═══ Entries provided ═══
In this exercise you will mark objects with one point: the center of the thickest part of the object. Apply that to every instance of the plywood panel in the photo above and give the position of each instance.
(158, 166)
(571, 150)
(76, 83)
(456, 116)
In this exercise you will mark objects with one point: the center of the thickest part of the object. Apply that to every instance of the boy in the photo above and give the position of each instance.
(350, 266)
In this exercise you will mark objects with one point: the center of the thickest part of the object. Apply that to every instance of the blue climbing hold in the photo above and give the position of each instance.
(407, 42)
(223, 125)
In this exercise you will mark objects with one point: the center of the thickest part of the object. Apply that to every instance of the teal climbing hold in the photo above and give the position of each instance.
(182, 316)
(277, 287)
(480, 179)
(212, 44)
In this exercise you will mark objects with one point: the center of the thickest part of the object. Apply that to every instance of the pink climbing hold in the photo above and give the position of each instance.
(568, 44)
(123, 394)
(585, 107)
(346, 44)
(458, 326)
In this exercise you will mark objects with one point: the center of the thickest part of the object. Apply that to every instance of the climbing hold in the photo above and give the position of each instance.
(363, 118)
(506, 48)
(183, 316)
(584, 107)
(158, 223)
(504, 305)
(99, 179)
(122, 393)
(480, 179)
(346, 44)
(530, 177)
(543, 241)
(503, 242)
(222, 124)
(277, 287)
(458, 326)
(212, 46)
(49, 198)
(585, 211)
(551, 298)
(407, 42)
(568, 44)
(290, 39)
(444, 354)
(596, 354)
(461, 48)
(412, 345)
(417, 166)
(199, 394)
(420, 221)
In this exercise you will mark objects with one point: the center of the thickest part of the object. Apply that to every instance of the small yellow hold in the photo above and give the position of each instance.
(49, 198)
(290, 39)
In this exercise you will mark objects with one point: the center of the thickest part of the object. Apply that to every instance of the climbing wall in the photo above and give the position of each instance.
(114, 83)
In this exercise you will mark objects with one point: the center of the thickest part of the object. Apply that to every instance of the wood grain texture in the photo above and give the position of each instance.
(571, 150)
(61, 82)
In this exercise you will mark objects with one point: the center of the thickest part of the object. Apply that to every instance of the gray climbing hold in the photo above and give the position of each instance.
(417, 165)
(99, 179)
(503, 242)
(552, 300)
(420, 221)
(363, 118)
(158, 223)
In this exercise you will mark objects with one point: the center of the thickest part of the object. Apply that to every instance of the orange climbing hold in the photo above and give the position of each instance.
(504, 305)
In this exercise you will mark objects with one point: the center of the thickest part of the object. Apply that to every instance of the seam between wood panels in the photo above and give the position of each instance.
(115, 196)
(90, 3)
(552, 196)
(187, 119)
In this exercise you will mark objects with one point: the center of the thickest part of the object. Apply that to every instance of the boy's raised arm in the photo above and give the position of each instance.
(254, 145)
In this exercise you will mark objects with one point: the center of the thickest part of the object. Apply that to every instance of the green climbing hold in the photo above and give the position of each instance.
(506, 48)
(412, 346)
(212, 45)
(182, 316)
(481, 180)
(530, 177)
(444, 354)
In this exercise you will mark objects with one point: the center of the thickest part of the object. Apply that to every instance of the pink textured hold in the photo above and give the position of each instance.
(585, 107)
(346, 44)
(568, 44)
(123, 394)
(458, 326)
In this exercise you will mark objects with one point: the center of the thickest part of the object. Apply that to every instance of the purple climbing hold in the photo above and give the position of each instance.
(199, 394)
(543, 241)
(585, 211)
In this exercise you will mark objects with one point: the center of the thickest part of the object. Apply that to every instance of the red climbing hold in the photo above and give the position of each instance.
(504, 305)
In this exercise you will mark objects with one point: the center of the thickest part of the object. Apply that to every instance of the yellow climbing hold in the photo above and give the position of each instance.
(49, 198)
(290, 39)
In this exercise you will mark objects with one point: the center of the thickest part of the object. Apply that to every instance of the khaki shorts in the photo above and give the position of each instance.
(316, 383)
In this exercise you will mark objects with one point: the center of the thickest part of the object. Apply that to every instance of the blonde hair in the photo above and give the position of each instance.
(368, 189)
═══
Exercise prompt: Reproduce the entire listing with "thickest" switched to "widest" wherever it occurs, leaving everything else untouched.

Finished answer:
In this exercise you will mark objects with one point: the center of the widest part of the object. Apply that to every instance of the plywood panel in the photo above and give the position of each instance.
(158, 166)
(571, 150)
(76, 83)
(456, 116)
In this exercise you will mark objects with one point: the center of the widest part of the object. Apply that to every instance of the boy in the photo above and give the position of each instance.
(350, 266)
In this exercise you will mark objects with one point: the center of the widest part of the object. Apply that to every instance of the blue climbing hold in the photo above and give the position of each instance.
(407, 42)
(223, 125)
In this exercise you will mark objects with one point: the center of the widest part of the object. Apply that to every instance of the teal climbing hold in the photo above and give the position of each instance.
(182, 316)
(277, 287)
(480, 179)
(212, 44)
In this exercise you will mark objects with one point: the center of the widest part of the object. Apply that to every instance of the pink climbing hold in the photo above and give the position of each instance.
(568, 44)
(123, 394)
(585, 107)
(346, 44)
(458, 326)
In this exercise you will mark objects with one point: the center of the widest part of the object. Apply that to every instance of the climbing hold in the photo above and give the position of each instance.
(363, 118)
(506, 48)
(183, 316)
(584, 107)
(158, 223)
(504, 305)
(99, 179)
(122, 393)
(480, 179)
(346, 44)
(530, 177)
(543, 241)
(503, 242)
(222, 124)
(277, 287)
(458, 326)
(212, 46)
(49, 198)
(585, 211)
(551, 298)
(407, 42)
(568, 44)
(290, 39)
(444, 354)
(596, 354)
(461, 48)
(412, 345)
(417, 166)
(199, 394)
(420, 221)
In this exercise you will mark objects with one point: the center of the widest part of the object. Apply that to every instance of the small yellow hold in the photo above and give the position of each instance.
(49, 198)
(290, 39)
In this exercise you will mark objects with one point: the center of the widest part of the object. Apply that to every instance of the climbing wall in the photo above and give the position of each instance.
(114, 83)
In this exercise you will mark objects with one point: the center of the widest part of the object. Apply that to every instance of the wood grain texture in the photo above and give the position of each instance.
(571, 150)
(61, 82)
In this exercise you will mark objects with one point: the center of the widest part of the object. Apply that to every instance of the gray climbing hold in the photo above and give the position of each instance.
(417, 165)
(99, 179)
(503, 242)
(552, 300)
(420, 221)
(363, 118)
(158, 223)
In this exercise you will mark objects with one point: the center of the widest part of the object. Apply that to every instance of the orange climbing hold in the photo above and give the position of each instance.
(504, 305)
In this exercise you will mark objects with one point: the center of the widest part of the object. Apply that to every instance of the seam between wood panels in the photo above and give the position of each instance.
(115, 196)
(90, 3)
(552, 196)
(187, 119)
In this exercise you will mark objects with one point: the center of the widest part of the object. Apply that to every instance of the boy's raised arm in the photo above and give the position of each instance.
(254, 145)
In this exercise you will mark objects with one point: the center of the widest part of the object. Apply that to every instance of the green climbing hold in the photo above and give the position of each instance.
(506, 48)
(412, 346)
(212, 45)
(182, 316)
(481, 180)
(530, 177)
(444, 354)
In this exercise you will mark objects with one point: the center of the widest part of the object. Apply that to every instance of the pink textured hold in the photo above and give the position of each instance.
(585, 107)
(346, 44)
(568, 44)
(123, 394)
(458, 326)
In this exercise you will mark objects with one point: the center of the widest part of the object. Apply that to every instance of the purple climbing hold in the photo above and give the position of each instance.
(199, 394)
(543, 241)
(585, 211)
In this exercise you will mark objects with one point: the center of the widest part of the object. Apply that to every instance of the red climbing hold in the photo above and give the position of each instance.
(504, 305)
In this exercise you will mark objects with one point: the center of the widest part of the object. Apply that to every instance of the yellow climbing hold in the photo above and give the position of each instance.
(49, 198)
(290, 39)
In this exercise you will mark objects with one point: the center of the widest part of the object. Apply that to every instance of the khaki shorts in the photo above and give the position of each instance.
(316, 383)
In this exercise you will mark objects with one point: the center of the widest part of the object. Apply that to every instance of the blonde hair in the photo above and give the position of each instance.
(368, 189)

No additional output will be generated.